--- BEGIN QUOTED TEXT ---
If the data is linked to rich entities it is possible to do queries
involving the hierarchical structures of places (World regions >
Countries > Regions > Cities), of organizations (Types of
organizations (Gov, Not for profit, Commercial) > Industries) or of
skills (IT > Software development > Java).

> But the last example looks more
> interesting because of the "high tech company". The user interface
> probably would have to take that into account (most people working in HR
> departments do not know anything about SPARQL).

No user at all should ever have to write SPARQL queries. SPARQL is not
user interface, it's machine interface.

-- 
Olivier
http://twitter.com/ogrisel - http://github.com/ogrisel

Re: IKS early adopter proposal (job-skills matching service)

Posted by Andreas Kuckartz <A....@ping.de>.

John wrote:

>> As a result of this intelligent population, personnel at the
>> HR dep. would be able to formulate queries such as (just an
exemplification):
>> - All CV  of people living in Paris older then 27 years
>> - All CV of people with skills in SQL server and Java
>> - All people wich worked in an high tech company since november 2011
up to now

The first two query examples do not seem to require semantic
technologies, they are usual filters in applications which are using
ordinary relational databases. But the last example looks more
interesting because of the "high tech company". The user interface
probably would have to take that into account (most people working in HR
departments do not know anything about SPARQL).
--- END QUOTED TEXT ---
--- BEGIN INFORMATION GIVEN ---
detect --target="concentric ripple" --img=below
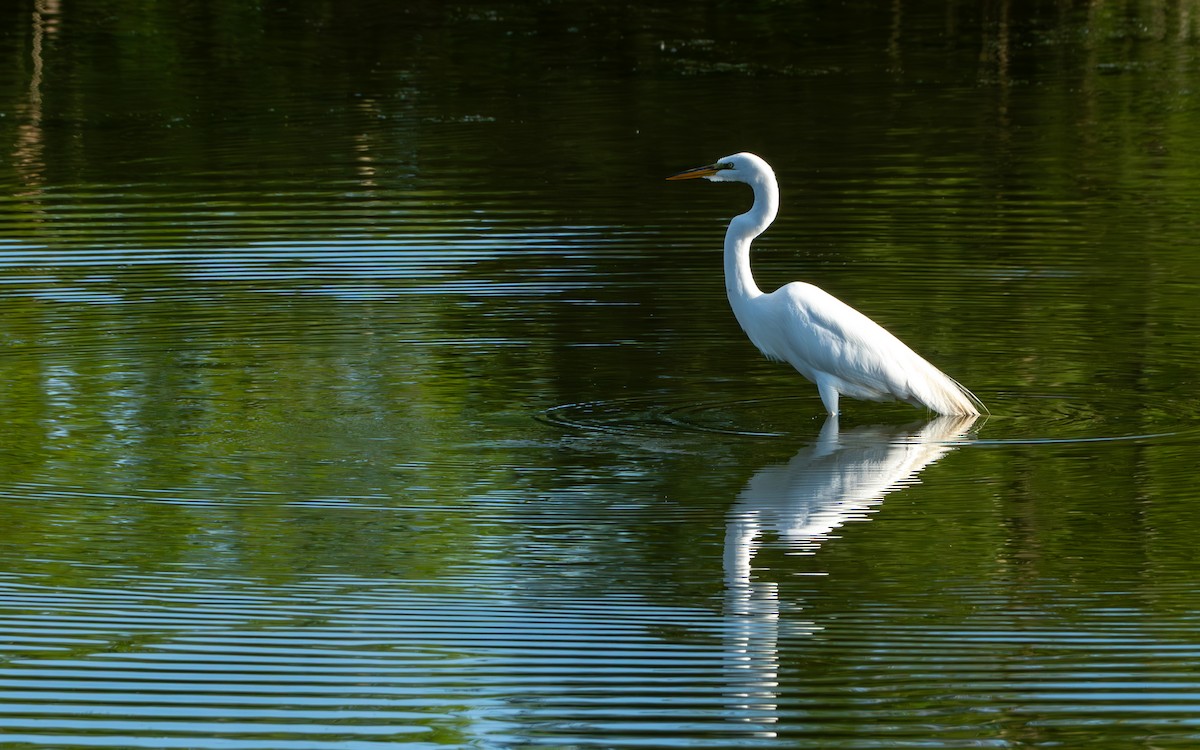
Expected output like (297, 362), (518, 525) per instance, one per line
(538, 392), (1200, 445)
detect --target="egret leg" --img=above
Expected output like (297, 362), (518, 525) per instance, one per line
(817, 378), (838, 416)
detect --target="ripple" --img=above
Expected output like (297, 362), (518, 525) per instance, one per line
(538, 392), (1200, 445)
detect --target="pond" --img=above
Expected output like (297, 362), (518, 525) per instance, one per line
(0, 0), (1200, 750)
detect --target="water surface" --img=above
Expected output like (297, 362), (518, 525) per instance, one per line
(0, 0), (1200, 750)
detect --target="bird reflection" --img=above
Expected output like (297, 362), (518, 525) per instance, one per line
(725, 416), (978, 736)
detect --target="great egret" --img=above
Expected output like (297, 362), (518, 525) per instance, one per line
(667, 152), (983, 415)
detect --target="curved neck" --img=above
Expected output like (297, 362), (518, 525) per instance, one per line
(725, 175), (779, 304)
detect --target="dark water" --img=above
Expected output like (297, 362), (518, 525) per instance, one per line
(0, 0), (1200, 749)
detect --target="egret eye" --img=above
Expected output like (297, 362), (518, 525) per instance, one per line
(667, 152), (988, 418)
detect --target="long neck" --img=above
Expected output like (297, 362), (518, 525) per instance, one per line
(725, 175), (779, 304)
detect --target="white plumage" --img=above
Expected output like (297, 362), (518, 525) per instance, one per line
(667, 152), (983, 415)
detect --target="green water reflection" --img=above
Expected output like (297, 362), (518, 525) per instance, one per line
(0, 0), (1200, 750)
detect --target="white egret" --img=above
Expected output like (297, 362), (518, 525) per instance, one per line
(667, 152), (983, 415)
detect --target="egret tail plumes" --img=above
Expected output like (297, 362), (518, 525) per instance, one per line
(667, 154), (983, 415)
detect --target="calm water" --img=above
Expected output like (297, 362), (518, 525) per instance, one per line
(0, 0), (1200, 750)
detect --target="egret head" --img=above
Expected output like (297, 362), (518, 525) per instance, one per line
(667, 151), (775, 185)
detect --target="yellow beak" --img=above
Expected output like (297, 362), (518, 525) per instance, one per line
(667, 164), (720, 180)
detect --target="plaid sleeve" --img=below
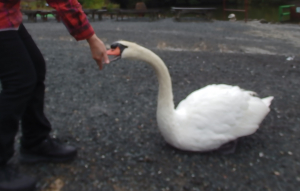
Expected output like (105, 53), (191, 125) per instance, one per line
(47, 0), (95, 40)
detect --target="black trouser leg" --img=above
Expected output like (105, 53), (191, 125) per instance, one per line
(0, 25), (51, 164)
(19, 25), (51, 148)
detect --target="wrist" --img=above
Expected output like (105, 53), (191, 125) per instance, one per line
(86, 34), (98, 43)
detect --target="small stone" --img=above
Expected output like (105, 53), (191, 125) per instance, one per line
(259, 152), (264, 157)
(274, 171), (280, 176)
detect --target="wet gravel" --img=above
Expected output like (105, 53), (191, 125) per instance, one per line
(9, 19), (300, 191)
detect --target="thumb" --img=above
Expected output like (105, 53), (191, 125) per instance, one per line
(103, 53), (109, 64)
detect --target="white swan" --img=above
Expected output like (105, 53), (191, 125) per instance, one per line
(107, 41), (273, 152)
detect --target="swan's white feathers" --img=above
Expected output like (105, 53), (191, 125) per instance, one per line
(172, 84), (268, 150)
(115, 41), (273, 151)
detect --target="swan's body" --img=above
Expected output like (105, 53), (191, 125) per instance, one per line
(108, 41), (273, 151)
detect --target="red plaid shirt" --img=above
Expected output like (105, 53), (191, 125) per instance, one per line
(0, 0), (95, 40)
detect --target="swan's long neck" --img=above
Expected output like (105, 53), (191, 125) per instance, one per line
(126, 46), (176, 143)
(136, 47), (174, 117)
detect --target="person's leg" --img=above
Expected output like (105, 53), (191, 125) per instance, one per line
(0, 31), (36, 191)
(0, 31), (37, 164)
(18, 24), (77, 163)
(18, 24), (51, 148)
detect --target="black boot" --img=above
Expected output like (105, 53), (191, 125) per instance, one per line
(20, 137), (77, 163)
(0, 165), (36, 191)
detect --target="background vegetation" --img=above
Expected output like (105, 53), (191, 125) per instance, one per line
(22, 0), (300, 9)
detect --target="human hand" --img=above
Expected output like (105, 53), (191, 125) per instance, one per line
(87, 34), (109, 70)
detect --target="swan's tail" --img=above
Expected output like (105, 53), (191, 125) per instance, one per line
(261, 96), (274, 107)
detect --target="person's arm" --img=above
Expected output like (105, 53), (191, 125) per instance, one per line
(87, 34), (109, 70)
(47, 0), (109, 70)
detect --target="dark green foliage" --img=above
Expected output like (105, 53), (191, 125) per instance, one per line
(109, 0), (295, 8)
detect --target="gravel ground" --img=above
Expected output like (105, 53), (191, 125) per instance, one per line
(8, 19), (300, 191)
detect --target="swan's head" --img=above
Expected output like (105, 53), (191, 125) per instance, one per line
(106, 41), (143, 62)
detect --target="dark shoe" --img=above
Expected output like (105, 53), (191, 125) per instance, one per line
(0, 165), (36, 191)
(20, 137), (77, 163)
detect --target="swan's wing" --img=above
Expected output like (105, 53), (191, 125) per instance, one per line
(176, 85), (259, 139)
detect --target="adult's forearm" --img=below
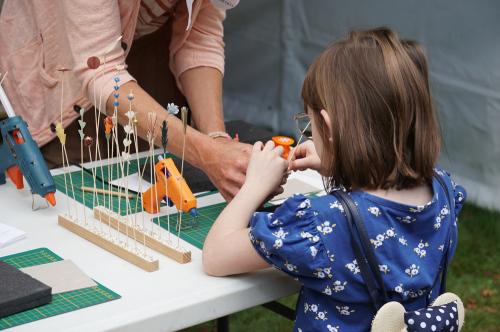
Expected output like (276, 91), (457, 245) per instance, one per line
(107, 81), (212, 167)
(180, 67), (225, 134)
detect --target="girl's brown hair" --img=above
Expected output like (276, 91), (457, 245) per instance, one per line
(302, 27), (441, 190)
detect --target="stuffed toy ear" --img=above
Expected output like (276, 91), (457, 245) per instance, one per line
(432, 293), (465, 331)
(372, 301), (406, 332)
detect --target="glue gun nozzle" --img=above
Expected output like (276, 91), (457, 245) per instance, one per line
(43, 193), (56, 206)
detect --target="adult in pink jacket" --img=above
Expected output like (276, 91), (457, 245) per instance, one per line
(0, 0), (250, 199)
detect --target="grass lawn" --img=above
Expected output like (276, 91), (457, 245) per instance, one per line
(184, 205), (500, 332)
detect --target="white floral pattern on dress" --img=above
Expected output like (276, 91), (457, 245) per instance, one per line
(335, 305), (356, 316)
(300, 231), (320, 243)
(370, 227), (396, 249)
(368, 206), (382, 217)
(413, 240), (429, 258)
(316, 221), (337, 235)
(295, 210), (306, 219)
(326, 324), (340, 332)
(333, 280), (347, 293)
(394, 284), (405, 294)
(396, 216), (417, 224)
(378, 264), (391, 274)
(434, 204), (450, 230)
(330, 201), (344, 213)
(345, 260), (361, 274)
(408, 202), (426, 213)
(271, 219), (283, 226)
(309, 246), (318, 258)
(304, 302), (328, 321)
(285, 262), (299, 273)
(405, 264), (420, 278)
(313, 267), (333, 279)
(299, 199), (311, 209)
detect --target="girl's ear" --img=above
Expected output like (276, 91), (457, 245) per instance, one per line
(320, 109), (332, 142)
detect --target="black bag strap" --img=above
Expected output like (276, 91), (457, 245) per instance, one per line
(332, 173), (455, 310)
(435, 173), (455, 294)
(332, 190), (388, 310)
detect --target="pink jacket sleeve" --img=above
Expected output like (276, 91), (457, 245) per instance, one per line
(62, 0), (134, 111)
(170, 0), (226, 91)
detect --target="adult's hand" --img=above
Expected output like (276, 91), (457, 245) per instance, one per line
(201, 139), (252, 201)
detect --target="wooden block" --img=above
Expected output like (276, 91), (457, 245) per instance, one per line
(58, 214), (159, 272)
(94, 206), (191, 264)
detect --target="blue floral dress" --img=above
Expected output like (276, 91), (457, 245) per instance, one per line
(250, 170), (466, 332)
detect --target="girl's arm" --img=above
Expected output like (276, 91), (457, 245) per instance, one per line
(203, 142), (288, 276)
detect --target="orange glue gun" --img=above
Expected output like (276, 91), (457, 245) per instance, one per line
(142, 157), (198, 217)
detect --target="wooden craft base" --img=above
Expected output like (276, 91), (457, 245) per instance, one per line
(94, 206), (191, 264)
(58, 214), (159, 272)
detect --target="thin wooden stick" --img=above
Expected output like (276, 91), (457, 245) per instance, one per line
(80, 186), (135, 199)
(177, 107), (187, 248)
(58, 215), (159, 272)
(94, 207), (191, 264)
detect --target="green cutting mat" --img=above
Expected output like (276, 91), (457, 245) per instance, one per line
(149, 202), (227, 249)
(54, 155), (312, 249)
(0, 248), (121, 330)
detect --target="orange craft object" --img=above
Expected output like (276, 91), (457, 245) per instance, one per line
(273, 136), (295, 159)
(104, 116), (113, 135)
(142, 158), (196, 213)
(43, 193), (56, 206)
(7, 166), (24, 189)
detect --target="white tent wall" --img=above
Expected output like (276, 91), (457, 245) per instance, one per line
(224, 0), (500, 210)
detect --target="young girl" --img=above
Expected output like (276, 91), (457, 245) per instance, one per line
(203, 28), (465, 331)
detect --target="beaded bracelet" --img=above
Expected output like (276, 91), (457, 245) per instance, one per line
(208, 131), (231, 139)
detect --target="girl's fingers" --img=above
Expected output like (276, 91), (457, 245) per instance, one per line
(262, 141), (274, 151)
(290, 158), (310, 171)
(252, 141), (264, 153)
(273, 145), (285, 156)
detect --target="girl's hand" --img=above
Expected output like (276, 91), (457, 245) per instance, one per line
(290, 141), (321, 172)
(243, 141), (288, 201)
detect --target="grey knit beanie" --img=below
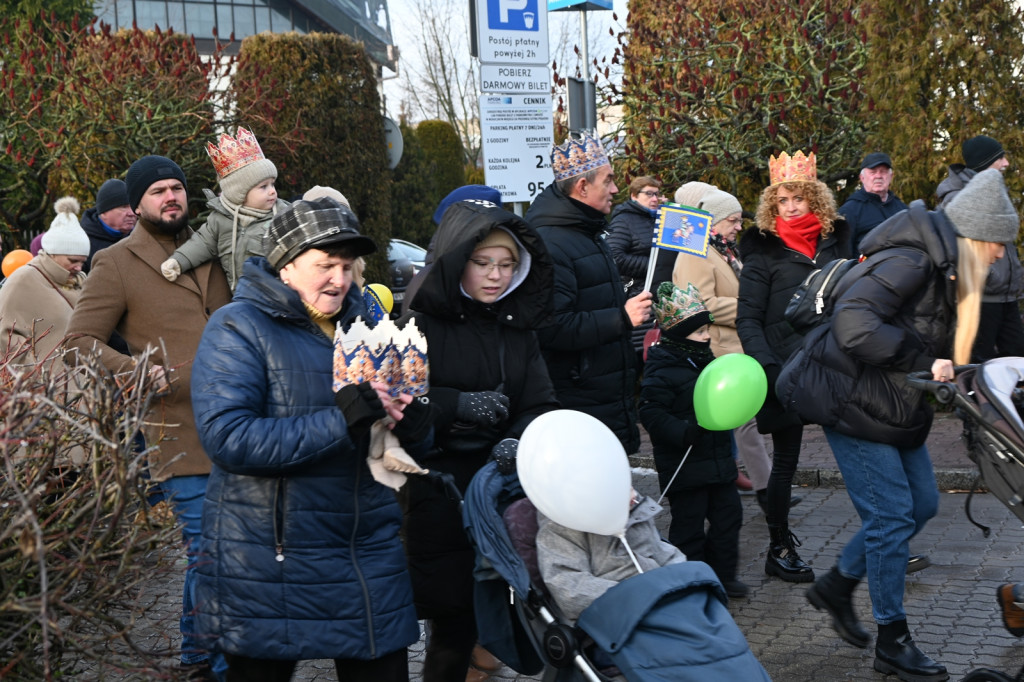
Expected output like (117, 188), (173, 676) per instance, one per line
(220, 159), (278, 206)
(674, 180), (718, 208)
(942, 168), (1021, 243)
(96, 178), (128, 214)
(695, 189), (743, 227)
--- END INFORMATION GIVEN ---
▶ **PROBLEMS TO WORK ON**:
**1)** Decide whether each statement agrees with the job-skills matching thread. Answer yes or no, and quote the deciding words.
(a) The first two query examples call for semantic technologies.
(b) Users will sometimes need to write SPARQL queries themselves.
(c) Data linked to rich entities allows queries over the hierarchical structures of places.
**2)** Pick up the job-skills matching thread after its last sentence, and write a few more sentences in the same voice.

▶ **REPLIES**:
**1)**
(a) No: "The first two query examples do not seem to require semantic technologies"
(b) No: "No user at all should ever have to write SPARQL queries."
(c) Yes: "If the data is linked to rich entities it is possible to do queries involving the hierarchical structures of places"

**2)**
> we could go either for Nuxeo or Alfresco,
> or even a third CMS, depending on two factors:
> - The adaptability of the specific task of handling CVs;
> - The level of support of the supporting community;
> - The acceptance of the CMS for our current prospects
> of this kind of application

So this early adopter has to learn *both* Apache Stanbol (or other IKS
components) *and* the internals of a CMS?

Both OpenCms and OpenSAGA would satisfy criterion 1. I am currently not
sure about criterion 2 for both and do not know about criterion 3 (which
probably would depend on other unknown requirements or preferences).

The task of creating a document management system for such types of
documents is interesting. It could be generalized.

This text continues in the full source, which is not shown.